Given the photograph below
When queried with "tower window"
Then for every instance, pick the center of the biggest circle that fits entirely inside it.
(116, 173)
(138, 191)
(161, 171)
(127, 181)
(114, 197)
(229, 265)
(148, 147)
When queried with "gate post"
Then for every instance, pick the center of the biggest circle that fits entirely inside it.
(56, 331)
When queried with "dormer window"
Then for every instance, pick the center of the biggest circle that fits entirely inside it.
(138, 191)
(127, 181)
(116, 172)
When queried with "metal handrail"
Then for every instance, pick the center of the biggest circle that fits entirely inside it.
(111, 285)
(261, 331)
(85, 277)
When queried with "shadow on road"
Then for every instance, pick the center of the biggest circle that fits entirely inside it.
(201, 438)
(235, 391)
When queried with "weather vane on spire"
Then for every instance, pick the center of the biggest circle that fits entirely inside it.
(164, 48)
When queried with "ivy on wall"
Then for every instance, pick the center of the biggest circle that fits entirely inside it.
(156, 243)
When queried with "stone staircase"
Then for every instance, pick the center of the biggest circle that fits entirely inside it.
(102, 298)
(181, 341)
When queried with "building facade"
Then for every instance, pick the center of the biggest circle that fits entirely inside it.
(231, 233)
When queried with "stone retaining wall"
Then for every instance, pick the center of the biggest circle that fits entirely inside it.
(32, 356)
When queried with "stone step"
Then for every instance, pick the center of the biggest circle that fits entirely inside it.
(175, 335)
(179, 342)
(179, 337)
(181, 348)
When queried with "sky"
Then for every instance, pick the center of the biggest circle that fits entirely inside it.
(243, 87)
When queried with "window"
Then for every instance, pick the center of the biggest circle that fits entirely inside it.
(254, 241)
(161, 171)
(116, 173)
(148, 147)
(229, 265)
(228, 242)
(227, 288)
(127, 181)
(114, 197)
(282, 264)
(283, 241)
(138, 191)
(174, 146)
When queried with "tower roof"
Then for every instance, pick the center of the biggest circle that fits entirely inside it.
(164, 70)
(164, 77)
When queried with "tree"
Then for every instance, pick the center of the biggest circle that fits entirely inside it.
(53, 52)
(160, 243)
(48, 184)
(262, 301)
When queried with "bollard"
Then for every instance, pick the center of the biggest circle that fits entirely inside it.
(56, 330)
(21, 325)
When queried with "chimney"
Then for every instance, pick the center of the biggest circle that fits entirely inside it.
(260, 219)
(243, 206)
• • •
Return the material in full, exactly as shown.

◆ **FINISHED TASK**
Given the photograph below
When queried with "tower window"
Then for every instance, pick the center of the biggest circle that fits entirely inside it.
(116, 173)
(138, 191)
(161, 171)
(127, 181)
(114, 197)
(229, 265)
(148, 147)
When queried with "gate post"
Then for every instance, pick the center of the biggest circle that fits entirely inside it.
(56, 331)
When queried with "dormer window"
Then for every instance, pick the center of the biggest circle that fits entirely inside it.
(138, 191)
(127, 181)
(116, 172)
When queried with "metal handrail"
Then for every instance, pick the center of the biggest circle that fits entirely inside it.
(111, 285)
(261, 331)
(85, 277)
When queried with "shadow on road"
Then for every instance, pick the center of the biggest circle that fits entirely inside it.
(201, 438)
(235, 391)
When queried with "weather vane on spire"
Then for every instance, pick the center of the biggest circle that fits entirely inside it.
(164, 48)
When queried with "ivy on wall"
Then for every instance, pick the center of the biggest circle that fits entirely inside it.
(156, 243)
When queried with "stone staircase"
Then for every instance, pick the center of the biggest circle that fits entirely inside it.
(102, 298)
(181, 341)
When queried with "building facade"
Then for every instance, pick the center of the biggest circle that fits entirely inside it.
(231, 233)
When queried with "stone retaining wall"
Then for every instance, pick the center of the biggest circle that fits entirely inside it.
(32, 356)
When queried with "stone step"
Then for every instance, pick the center of the biggest circle that fits entirely inside it.
(175, 335)
(179, 342)
(179, 337)
(181, 348)
When queried with "sky"
Then for every instance, pick the center of the biggest circle that fits entirely inside it.
(243, 87)
When queried with "window"
Then for every instance, pick the center of the biggest circle that fits entirely inside it.
(254, 241)
(161, 171)
(116, 173)
(148, 147)
(229, 265)
(228, 242)
(227, 288)
(127, 181)
(114, 197)
(282, 264)
(283, 241)
(138, 191)
(174, 146)
When queried with "tower roof"
Then for every instance, pick the center of the biggest circle that fits entirely inside it.
(164, 70)
(164, 77)
When queried with "tree"
Then for every instance, pick the center of the biggest circle that fits entirely inside it.
(53, 52)
(160, 243)
(48, 184)
(262, 301)
When queried with "bollard"
Then for every instance, pick the center of the biggest circle that fits entirely inside it.
(56, 330)
(21, 325)
When queried with "chimney"
Then for every instance, pick the center of the biggest circle that fits entirely inside it.
(260, 219)
(243, 206)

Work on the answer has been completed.